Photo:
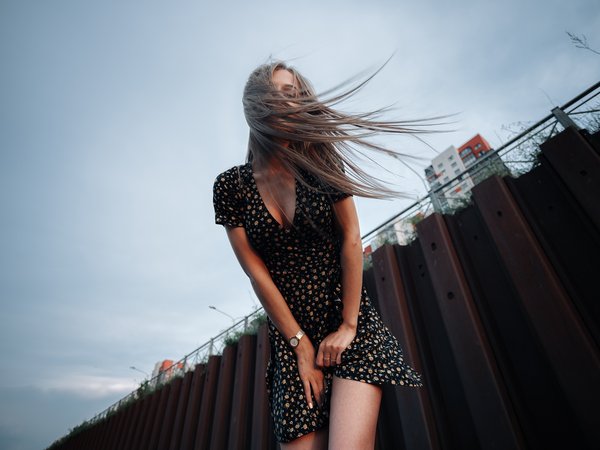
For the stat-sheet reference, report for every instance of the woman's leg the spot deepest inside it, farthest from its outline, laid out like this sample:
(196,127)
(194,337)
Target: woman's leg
(353,414)
(317,440)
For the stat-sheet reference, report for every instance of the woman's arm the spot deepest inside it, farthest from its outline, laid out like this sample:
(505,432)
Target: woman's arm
(352,270)
(351,259)
(278,311)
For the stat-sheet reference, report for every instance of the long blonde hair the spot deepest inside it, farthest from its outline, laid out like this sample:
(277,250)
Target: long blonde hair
(321,140)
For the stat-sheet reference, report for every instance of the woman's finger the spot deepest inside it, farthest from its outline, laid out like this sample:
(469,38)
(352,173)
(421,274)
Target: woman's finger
(317,392)
(306,384)
(319,359)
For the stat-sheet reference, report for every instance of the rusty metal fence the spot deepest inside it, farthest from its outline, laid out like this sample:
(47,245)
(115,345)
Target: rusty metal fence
(497,305)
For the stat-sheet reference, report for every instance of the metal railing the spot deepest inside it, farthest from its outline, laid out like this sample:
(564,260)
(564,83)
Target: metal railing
(518,155)
(247,325)
(421,208)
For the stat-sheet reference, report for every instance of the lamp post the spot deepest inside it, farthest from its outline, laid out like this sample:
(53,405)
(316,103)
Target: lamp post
(223,312)
(139,370)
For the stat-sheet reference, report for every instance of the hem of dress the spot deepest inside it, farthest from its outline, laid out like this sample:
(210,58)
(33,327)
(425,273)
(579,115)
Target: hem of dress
(302,433)
(381,382)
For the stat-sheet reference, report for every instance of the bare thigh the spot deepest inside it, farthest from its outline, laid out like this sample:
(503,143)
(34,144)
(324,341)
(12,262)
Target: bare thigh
(353,414)
(317,440)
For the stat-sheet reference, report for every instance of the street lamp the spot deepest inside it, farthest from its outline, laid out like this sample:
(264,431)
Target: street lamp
(135,368)
(223,312)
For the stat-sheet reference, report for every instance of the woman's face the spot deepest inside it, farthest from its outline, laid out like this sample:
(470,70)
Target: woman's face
(284,81)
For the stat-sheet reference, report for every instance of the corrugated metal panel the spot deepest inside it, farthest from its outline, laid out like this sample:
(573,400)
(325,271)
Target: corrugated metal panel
(497,306)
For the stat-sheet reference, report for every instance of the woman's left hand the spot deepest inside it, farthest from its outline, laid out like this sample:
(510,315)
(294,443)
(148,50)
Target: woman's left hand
(331,348)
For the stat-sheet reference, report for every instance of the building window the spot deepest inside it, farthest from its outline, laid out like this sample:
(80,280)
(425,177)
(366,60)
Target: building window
(465,152)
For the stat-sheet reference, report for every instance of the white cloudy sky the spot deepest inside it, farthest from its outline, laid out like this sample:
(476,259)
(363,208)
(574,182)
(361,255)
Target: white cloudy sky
(116,117)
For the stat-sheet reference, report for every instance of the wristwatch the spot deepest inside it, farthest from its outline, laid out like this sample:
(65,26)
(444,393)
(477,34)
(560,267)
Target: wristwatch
(295,340)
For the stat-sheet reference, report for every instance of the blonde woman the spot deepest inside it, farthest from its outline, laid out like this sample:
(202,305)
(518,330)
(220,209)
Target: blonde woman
(290,217)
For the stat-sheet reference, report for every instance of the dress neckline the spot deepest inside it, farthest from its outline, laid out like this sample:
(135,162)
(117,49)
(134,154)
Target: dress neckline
(264,205)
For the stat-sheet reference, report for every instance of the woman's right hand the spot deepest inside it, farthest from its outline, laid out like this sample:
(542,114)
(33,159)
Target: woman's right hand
(312,377)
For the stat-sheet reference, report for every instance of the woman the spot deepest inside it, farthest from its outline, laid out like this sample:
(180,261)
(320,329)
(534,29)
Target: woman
(291,221)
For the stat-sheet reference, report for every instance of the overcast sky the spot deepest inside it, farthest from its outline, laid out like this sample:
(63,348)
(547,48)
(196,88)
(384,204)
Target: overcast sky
(116,116)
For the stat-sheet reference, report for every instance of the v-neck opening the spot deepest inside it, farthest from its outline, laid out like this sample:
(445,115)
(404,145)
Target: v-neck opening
(264,205)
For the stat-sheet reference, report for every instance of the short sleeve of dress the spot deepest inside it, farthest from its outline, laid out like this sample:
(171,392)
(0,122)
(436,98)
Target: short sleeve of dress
(334,194)
(227,199)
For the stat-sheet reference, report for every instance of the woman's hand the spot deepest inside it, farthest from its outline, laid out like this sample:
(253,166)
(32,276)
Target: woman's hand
(331,348)
(312,377)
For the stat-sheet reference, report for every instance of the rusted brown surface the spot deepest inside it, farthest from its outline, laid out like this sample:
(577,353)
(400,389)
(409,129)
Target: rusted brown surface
(222,414)
(398,315)
(204,422)
(166,428)
(578,166)
(195,401)
(243,390)
(496,306)
(558,326)
(482,385)
(182,403)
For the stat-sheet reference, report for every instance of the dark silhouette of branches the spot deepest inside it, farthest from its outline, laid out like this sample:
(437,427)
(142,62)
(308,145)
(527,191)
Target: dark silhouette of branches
(581,42)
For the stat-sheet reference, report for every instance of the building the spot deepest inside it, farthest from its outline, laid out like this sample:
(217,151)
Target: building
(453,173)
(445,180)
(164,371)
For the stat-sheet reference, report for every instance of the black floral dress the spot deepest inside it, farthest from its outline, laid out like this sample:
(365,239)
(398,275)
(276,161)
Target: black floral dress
(304,262)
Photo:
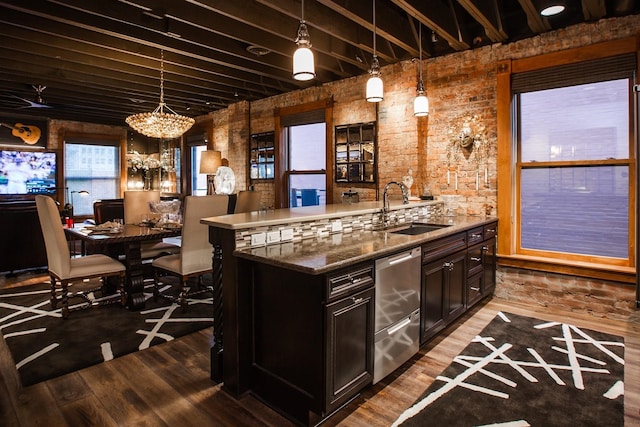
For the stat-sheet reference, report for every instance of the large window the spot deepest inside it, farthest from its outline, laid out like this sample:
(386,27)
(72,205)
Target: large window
(566,157)
(574,169)
(307,164)
(93,168)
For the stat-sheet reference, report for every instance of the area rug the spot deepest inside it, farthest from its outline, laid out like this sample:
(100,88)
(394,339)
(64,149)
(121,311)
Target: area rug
(44,345)
(521,371)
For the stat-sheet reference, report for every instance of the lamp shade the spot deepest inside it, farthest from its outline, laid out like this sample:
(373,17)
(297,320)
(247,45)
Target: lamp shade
(303,64)
(375,89)
(210,161)
(421,105)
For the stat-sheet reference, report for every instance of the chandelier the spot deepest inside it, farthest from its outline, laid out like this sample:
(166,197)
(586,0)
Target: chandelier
(158,123)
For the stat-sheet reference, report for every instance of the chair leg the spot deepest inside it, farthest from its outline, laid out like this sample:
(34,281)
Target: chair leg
(182,300)
(65,299)
(156,285)
(123,296)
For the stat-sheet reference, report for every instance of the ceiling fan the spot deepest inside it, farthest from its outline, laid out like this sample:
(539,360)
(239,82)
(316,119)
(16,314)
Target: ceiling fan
(38,101)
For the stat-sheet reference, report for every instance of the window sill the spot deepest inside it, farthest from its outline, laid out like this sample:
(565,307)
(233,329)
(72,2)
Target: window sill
(626,275)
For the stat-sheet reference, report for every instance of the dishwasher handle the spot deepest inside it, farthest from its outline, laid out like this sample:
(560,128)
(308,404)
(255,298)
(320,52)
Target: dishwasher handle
(404,256)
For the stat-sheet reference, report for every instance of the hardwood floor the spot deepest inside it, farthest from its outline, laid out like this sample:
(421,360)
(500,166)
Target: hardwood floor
(169,384)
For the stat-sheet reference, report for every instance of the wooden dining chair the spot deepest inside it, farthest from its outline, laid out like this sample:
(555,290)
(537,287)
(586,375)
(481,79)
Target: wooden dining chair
(195,257)
(247,201)
(136,210)
(63,269)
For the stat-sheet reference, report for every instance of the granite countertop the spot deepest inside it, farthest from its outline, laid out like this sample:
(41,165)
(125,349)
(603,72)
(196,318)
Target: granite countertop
(308,213)
(324,254)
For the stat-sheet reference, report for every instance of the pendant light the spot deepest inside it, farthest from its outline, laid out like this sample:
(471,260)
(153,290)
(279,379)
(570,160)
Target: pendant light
(303,64)
(421,103)
(375,87)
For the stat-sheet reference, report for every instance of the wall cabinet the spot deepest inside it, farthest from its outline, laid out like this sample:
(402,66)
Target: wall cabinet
(355,152)
(313,338)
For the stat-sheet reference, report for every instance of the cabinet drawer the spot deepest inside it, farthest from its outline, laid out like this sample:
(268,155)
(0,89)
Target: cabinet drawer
(349,280)
(475,235)
(443,247)
(490,230)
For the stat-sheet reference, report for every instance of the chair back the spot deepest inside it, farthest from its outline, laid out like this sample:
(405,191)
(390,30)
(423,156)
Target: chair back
(136,205)
(247,201)
(196,252)
(58,255)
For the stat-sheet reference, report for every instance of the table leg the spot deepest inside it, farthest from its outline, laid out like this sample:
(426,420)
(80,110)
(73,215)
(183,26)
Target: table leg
(134,284)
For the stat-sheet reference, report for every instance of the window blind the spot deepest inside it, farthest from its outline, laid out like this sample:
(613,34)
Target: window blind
(597,70)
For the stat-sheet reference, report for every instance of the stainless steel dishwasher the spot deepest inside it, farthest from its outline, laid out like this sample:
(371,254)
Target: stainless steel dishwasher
(397,324)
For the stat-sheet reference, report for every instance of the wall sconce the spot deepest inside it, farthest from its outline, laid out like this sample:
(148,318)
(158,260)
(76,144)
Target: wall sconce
(465,137)
(210,161)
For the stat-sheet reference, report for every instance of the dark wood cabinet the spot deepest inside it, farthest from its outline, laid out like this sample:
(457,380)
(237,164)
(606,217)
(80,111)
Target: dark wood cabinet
(444,275)
(457,272)
(313,338)
(349,346)
(481,261)
(443,293)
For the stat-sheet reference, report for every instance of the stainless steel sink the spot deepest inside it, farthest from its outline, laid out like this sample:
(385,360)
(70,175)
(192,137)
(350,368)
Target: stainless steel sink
(418,228)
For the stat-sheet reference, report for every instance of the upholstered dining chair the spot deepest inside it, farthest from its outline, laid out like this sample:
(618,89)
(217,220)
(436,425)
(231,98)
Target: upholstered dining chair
(136,210)
(247,201)
(64,269)
(194,259)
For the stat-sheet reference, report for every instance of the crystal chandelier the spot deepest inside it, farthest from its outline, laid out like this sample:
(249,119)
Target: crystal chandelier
(158,123)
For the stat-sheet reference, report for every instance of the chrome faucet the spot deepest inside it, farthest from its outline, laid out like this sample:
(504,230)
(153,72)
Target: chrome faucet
(385,199)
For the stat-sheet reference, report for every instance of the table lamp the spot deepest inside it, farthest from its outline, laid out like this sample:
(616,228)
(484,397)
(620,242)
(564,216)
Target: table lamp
(210,161)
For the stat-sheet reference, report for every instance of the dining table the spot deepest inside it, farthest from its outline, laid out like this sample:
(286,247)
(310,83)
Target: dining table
(123,243)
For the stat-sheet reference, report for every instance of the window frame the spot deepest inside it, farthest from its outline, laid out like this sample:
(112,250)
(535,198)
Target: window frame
(92,139)
(509,252)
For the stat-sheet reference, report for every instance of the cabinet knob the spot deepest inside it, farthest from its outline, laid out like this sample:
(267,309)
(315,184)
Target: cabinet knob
(448,265)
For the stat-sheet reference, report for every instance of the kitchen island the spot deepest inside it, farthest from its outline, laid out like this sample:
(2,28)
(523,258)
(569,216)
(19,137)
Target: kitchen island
(294,293)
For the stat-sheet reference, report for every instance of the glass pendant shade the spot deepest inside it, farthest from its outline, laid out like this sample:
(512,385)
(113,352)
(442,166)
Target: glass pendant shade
(421,105)
(375,89)
(303,64)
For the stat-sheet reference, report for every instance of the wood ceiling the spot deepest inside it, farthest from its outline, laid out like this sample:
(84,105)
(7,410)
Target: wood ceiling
(99,61)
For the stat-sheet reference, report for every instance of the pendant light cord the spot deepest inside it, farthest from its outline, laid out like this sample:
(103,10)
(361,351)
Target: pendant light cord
(161,78)
(374,28)
(420,43)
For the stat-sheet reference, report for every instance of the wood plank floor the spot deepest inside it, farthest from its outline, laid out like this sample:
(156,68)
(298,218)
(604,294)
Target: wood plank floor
(169,385)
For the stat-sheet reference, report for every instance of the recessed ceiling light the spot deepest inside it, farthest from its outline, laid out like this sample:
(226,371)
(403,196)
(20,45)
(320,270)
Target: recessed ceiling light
(552,10)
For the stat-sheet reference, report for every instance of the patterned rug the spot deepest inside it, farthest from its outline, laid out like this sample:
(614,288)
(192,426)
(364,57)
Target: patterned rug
(44,346)
(521,371)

________________________________________

Rewrite the items from the line that contains "of the patterned" through the end of the items, replacing "patterned rug" with "striped rug" and leaving everything else unchanged.

For the stat-sheet reference, report for every instance of the striped rug the spot deepest inside it, farthest from its outline, laid out like this sample:
(614,288)
(192,426)
(364,57)
Target: striped rug
(44,346)
(521,371)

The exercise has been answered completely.